Run through the records and show each line that includes the string "below".

┌──

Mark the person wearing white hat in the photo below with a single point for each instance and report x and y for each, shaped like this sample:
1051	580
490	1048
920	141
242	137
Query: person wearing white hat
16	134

└──
┌──

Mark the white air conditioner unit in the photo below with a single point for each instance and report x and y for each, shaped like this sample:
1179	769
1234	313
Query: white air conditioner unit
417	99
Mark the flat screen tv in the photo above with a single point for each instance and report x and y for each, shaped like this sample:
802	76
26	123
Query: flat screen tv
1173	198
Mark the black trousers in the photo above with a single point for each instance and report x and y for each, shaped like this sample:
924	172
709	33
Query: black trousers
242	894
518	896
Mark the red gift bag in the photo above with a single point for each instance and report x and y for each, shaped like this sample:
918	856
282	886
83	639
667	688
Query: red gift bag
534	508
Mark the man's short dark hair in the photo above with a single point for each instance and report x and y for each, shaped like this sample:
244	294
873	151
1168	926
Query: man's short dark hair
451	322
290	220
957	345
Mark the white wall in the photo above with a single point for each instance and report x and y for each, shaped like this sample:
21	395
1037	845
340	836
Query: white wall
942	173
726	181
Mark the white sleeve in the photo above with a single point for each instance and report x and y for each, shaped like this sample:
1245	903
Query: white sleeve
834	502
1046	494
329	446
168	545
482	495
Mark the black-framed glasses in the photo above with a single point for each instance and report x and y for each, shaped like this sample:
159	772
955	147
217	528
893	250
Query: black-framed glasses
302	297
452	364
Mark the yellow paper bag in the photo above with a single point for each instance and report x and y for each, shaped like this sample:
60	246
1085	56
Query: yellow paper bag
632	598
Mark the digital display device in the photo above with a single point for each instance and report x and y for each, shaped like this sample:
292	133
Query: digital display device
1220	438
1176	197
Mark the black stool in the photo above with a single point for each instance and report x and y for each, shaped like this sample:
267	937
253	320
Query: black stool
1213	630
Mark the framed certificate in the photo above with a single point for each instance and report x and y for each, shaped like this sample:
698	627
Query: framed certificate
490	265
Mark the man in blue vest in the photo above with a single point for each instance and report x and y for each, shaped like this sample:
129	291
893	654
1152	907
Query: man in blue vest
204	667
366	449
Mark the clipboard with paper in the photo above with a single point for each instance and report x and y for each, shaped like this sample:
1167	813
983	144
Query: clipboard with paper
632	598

└──

__ANSWER SPACE__.
Mark the person wearing white hat in the photo below with a single point for each instance and report x and y for each, shaped like this sample:
Mark the white air conditioner unit in the photo below with a single point for each instance and report x and y for each, shaped like this sample:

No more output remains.